§ **GIVEN DATA**

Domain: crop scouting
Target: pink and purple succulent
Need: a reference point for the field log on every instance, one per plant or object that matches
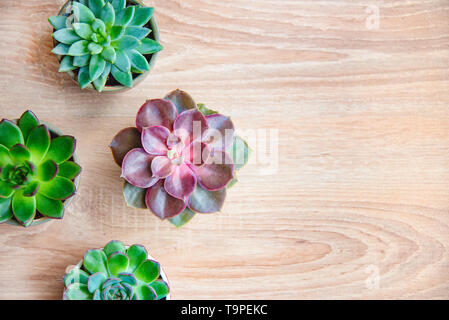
(178, 160)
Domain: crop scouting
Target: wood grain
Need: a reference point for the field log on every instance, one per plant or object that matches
(363, 173)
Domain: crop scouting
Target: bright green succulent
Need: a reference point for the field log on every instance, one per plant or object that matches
(103, 37)
(116, 273)
(36, 173)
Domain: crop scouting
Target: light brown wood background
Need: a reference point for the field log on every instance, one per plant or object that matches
(363, 149)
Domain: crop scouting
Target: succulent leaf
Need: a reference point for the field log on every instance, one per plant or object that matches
(27, 122)
(125, 78)
(124, 16)
(137, 255)
(59, 188)
(95, 261)
(205, 201)
(61, 149)
(114, 246)
(5, 209)
(148, 46)
(66, 64)
(23, 207)
(38, 143)
(182, 218)
(141, 16)
(69, 170)
(49, 207)
(19, 153)
(10, 134)
(47, 170)
(118, 263)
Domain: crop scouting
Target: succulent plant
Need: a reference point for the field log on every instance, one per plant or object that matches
(179, 159)
(116, 273)
(36, 173)
(103, 37)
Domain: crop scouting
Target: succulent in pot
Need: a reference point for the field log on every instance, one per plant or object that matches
(179, 159)
(106, 45)
(116, 272)
(38, 171)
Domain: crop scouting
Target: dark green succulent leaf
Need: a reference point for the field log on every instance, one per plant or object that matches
(126, 43)
(138, 61)
(23, 208)
(79, 48)
(146, 292)
(99, 27)
(38, 143)
(96, 67)
(124, 17)
(108, 15)
(95, 281)
(160, 288)
(69, 170)
(148, 271)
(114, 246)
(82, 13)
(5, 156)
(61, 149)
(125, 78)
(10, 134)
(240, 153)
(59, 188)
(6, 190)
(31, 189)
(61, 49)
(66, 64)
(122, 61)
(5, 209)
(77, 291)
(137, 32)
(95, 261)
(134, 196)
(96, 6)
(101, 81)
(83, 30)
(19, 153)
(117, 32)
(128, 278)
(66, 36)
(27, 122)
(58, 22)
(141, 16)
(205, 201)
(109, 54)
(81, 61)
(49, 207)
(118, 5)
(47, 170)
(182, 218)
(76, 275)
(206, 111)
(137, 255)
(83, 77)
(118, 263)
(149, 46)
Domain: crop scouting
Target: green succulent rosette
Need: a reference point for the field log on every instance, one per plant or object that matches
(116, 272)
(100, 38)
(36, 170)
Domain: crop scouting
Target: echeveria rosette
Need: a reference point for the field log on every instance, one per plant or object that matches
(172, 170)
(36, 173)
(103, 37)
(116, 273)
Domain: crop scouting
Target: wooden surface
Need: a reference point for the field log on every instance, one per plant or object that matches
(362, 185)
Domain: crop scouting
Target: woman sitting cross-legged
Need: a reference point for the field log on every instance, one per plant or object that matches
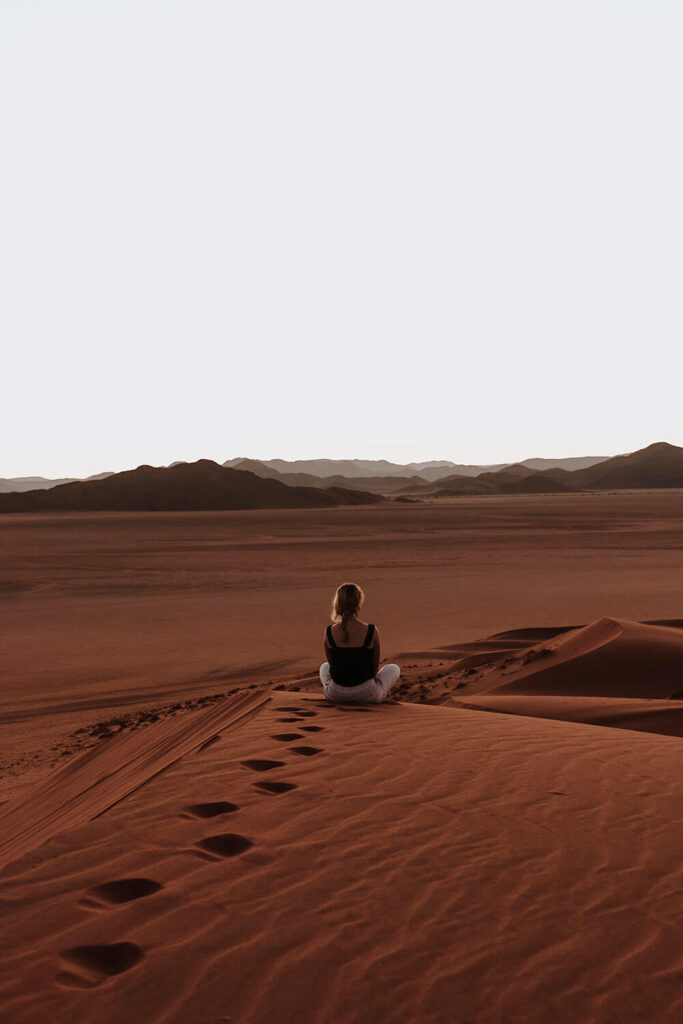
(351, 673)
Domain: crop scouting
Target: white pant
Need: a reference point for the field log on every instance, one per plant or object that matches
(372, 691)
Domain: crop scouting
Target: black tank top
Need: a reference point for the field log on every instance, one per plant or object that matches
(350, 666)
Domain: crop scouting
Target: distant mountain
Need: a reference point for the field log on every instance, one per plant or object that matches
(330, 467)
(581, 462)
(10, 484)
(376, 484)
(185, 486)
(375, 469)
(658, 465)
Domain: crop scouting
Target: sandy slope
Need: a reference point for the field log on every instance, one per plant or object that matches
(422, 863)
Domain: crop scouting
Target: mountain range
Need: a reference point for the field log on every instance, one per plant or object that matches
(184, 486)
(246, 483)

§ **THE TASK**
Repeat the data above exactly, but not the pictures.

§ **EXERCISE RESPONSE**
Domain: crop scouting
Target: pink and purple succulent
Need: a reference point for the field log on every instance, one per plant or object that matches
(178, 160)
Domain: crop scouting
Target: wood grain
Need: a reference point for the field log on every instance, one per plant or object that matches
(363, 173)
Domain: crop scouting
Target: bright green succulent
Need: a reference point for the field log on every instance, one per plant or object that matches
(103, 37)
(116, 273)
(36, 173)
Domain: crop scouting
Target: light brown wood background
Need: a reference point for the field log on every instance, one per plant or object that matches
(363, 149)
Domain: crop scouting
Target: succulent leaf
Need: a reference point for the field log on every instance, one per plant or object that matches
(27, 122)
(125, 78)
(124, 16)
(137, 255)
(59, 188)
(95, 261)
(205, 201)
(61, 149)
(114, 246)
(5, 209)
(148, 46)
(66, 64)
(23, 207)
(38, 143)
(182, 218)
(141, 16)
(69, 170)
(49, 207)
(19, 153)
(10, 134)
(47, 170)
(118, 263)
Domain: crop scouting
Target: succulent plant
Need: a reference point for the field log on every instance, one per plant or object that matches
(179, 159)
(116, 273)
(36, 173)
(103, 37)
Domain: crop scouting
Target: succulent in pot
Need: a reference point for the field log on every instance, one per plant or object that matches
(179, 159)
(106, 45)
(116, 272)
(38, 171)
Domain: crop scouting
Target: dark green succulent leaf
Need: a reference point for the field log on every instance, one per plant or object that matches
(126, 43)
(138, 61)
(23, 208)
(79, 48)
(146, 292)
(99, 27)
(38, 143)
(96, 67)
(124, 17)
(108, 15)
(95, 281)
(160, 288)
(69, 170)
(148, 271)
(114, 246)
(82, 13)
(5, 156)
(61, 149)
(125, 78)
(10, 134)
(240, 153)
(59, 188)
(6, 190)
(31, 189)
(61, 49)
(66, 64)
(122, 61)
(5, 209)
(77, 291)
(137, 32)
(95, 261)
(134, 196)
(96, 6)
(101, 81)
(83, 30)
(19, 153)
(117, 32)
(128, 278)
(66, 36)
(27, 122)
(58, 22)
(141, 16)
(205, 201)
(109, 54)
(81, 61)
(49, 207)
(118, 5)
(47, 170)
(182, 218)
(76, 275)
(206, 111)
(137, 255)
(83, 77)
(118, 263)
(149, 46)
Domain: crop scouting
Target: green succulent rosette
Need: a reference point for the field log on every instance, one per plant or object that matches
(116, 272)
(100, 38)
(36, 170)
Domain: crop scouting
Target: echeveria rosette
Need: a reference point for the field log on every instance, one per plant or object that matches
(172, 170)
(36, 173)
(103, 37)
(116, 273)
Domain: crop scouting
Target: wooden surface
Need: a reference point for the field log on every instance, one per plant or object that matches
(362, 185)
Domain: crop scouting
Target: woman sitting cross-legged
Need: a reference point for the field log on every instance, one per plant or object that matches
(351, 673)
Domain: crop scouting
Target: white pant
Need: a reference point for the field log on every instance, one per plant or object that matches
(372, 691)
Domain: crop scouting
Target: black tank top
Need: a reference point for the field log on every instance, one per plant or object that matches
(350, 666)
Domain: crop scouting
Target: distant mountain
Need: a reference point for the field log on every instance, one per plant or object that matches
(330, 467)
(581, 462)
(10, 484)
(376, 484)
(185, 486)
(375, 469)
(658, 465)
Domain: crop scouting
Target: sandy slope
Need: a reference point for the field log on every instance, one per plant or object that matches
(422, 863)
Domain: crop scouting
Target: mountain range
Need: a reference point for the field log on every instance, one per plant or object that matches
(184, 486)
(246, 483)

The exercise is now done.